What to do
Below is a set of records. Repeat all of them exactly.

Object pointing dataset rows
—————

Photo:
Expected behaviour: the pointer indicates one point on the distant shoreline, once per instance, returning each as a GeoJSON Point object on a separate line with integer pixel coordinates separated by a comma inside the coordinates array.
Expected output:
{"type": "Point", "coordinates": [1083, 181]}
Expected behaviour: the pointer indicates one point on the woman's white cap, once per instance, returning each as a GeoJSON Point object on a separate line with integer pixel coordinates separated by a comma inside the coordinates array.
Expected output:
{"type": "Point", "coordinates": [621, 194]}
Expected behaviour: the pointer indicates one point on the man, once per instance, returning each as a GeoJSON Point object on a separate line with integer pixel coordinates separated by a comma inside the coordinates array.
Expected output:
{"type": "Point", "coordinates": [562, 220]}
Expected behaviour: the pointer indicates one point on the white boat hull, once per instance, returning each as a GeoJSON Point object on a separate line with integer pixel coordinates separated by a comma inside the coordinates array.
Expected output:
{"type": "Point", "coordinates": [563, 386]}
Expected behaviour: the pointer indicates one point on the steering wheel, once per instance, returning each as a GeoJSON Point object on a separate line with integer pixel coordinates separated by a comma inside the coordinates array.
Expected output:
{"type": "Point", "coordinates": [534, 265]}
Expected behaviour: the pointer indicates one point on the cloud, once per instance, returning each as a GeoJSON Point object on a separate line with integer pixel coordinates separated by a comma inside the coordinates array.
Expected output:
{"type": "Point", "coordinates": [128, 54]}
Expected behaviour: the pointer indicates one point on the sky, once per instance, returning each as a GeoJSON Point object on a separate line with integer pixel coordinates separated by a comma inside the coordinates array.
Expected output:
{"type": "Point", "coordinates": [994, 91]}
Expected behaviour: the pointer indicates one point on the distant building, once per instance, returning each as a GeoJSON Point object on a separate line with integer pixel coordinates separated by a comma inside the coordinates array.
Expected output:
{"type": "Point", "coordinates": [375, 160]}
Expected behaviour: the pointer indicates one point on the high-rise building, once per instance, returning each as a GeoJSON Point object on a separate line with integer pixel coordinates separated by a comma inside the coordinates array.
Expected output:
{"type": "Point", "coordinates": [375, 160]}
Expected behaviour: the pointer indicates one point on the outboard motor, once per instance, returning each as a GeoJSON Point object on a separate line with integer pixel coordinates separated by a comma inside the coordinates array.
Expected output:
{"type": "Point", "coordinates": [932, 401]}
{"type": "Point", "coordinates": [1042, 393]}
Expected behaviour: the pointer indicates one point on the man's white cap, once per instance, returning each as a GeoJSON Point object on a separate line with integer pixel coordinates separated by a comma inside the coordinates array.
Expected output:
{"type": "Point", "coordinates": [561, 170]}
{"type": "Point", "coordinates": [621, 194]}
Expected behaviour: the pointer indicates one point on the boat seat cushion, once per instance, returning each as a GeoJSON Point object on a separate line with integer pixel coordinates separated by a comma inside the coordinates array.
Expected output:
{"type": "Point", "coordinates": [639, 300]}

—————

Reply to the task
Photo:
Expected behaviour: the pointer indicates one point on the distant shoreline, once per instance, returning each as a GeoJSON Point object on a separate line with integer pixel coordinates separated by a comma inside the coordinates array.
Expected output:
{"type": "Point", "coordinates": [1083, 181]}
Expected behaviour: the pointer indicates one point on the woman's white cap, once per instance, returning each as a GeoJSON Point object on a separate line with integer pixel coordinates separated by a comma inside the coordinates array.
Expected output:
{"type": "Point", "coordinates": [621, 194]}
Expected behaviour: the pointer indicates one point on the man, once per instance, returning each as a GeoJSON Point object on a separate line with integer pixel coordinates separated by a comma inside the coordinates array.
Expected output:
{"type": "Point", "coordinates": [562, 220]}
Expected behaviour: the pointer indicates one point on the white boat hull, once per instance, returning each as a GeoJSON Point object on a separate line with integer pixel coordinates separated by a comma inside the coordinates array.
Expected output:
{"type": "Point", "coordinates": [563, 386]}
Expected behaviour: the pointer indicates one point on the steering wheel, once per instance, returning each as a GeoJSON Point object on a separate line with integer pixel coordinates separated by a comma inside the coordinates array.
Expected output:
{"type": "Point", "coordinates": [534, 265]}
Expected behaviour: the pointer indicates one point on the cloud, once per instance, returning each as a GeoJSON Point object on a separate line with integer pixel coordinates separated by a comma inside the coordinates array.
Expected output:
{"type": "Point", "coordinates": [128, 54]}
Expected behaviour: the pointer indicates one point on the sky, once per instance, returning each as a GeoJSON Point object on a separate line with integer pixel coordinates separated by a comma inside the coordinates array.
Expected output:
{"type": "Point", "coordinates": [994, 91]}
Expected behaviour: the pointer indicates one point on the distant building, once per instance, returning each as a GeoJSON Point object on a separate line with integer pixel coordinates separated by a comma inside the coordinates array.
Expected output:
{"type": "Point", "coordinates": [375, 160]}
Expected behaviour: the pointer indicates one point on the high-rise building, once per instance, returning each as a GeoJSON Point object on a separate line with integer pixel coordinates separated by a comma inside the coordinates array.
Expected output:
{"type": "Point", "coordinates": [375, 160]}
Expected behaviour: the pointer indicates one point on the outboard motor, once per instance, returning each as a GeoJSON Point object on a separate line with integer pixel coordinates separated by a comma inside the coordinates array.
Expected output:
{"type": "Point", "coordinates": [932, 401]}
{"type": "Point", "coordinates": [1042, 393]}
Expected behaviour: the pointer indicates one point on the man's white cap, once per instance, returning each as a GeoJSON Point object on a separate line with integer pixel coordinates separated by a comma inside the coordinates array.
Expected output:
{"type": "Point", "coordinates": [561, 170]}
{"type": "Point", "coordinates": [621, 194]}
Expected behaviour: the pointer indicates one point on the boat seat cushion, once per instance, returning each as a GeoJSON Point object on a separate line with integer pixel coordinates separated by a comma inside the coordinates array.
Expected output:
{"type": "Point", "coordinates": [639, 300]}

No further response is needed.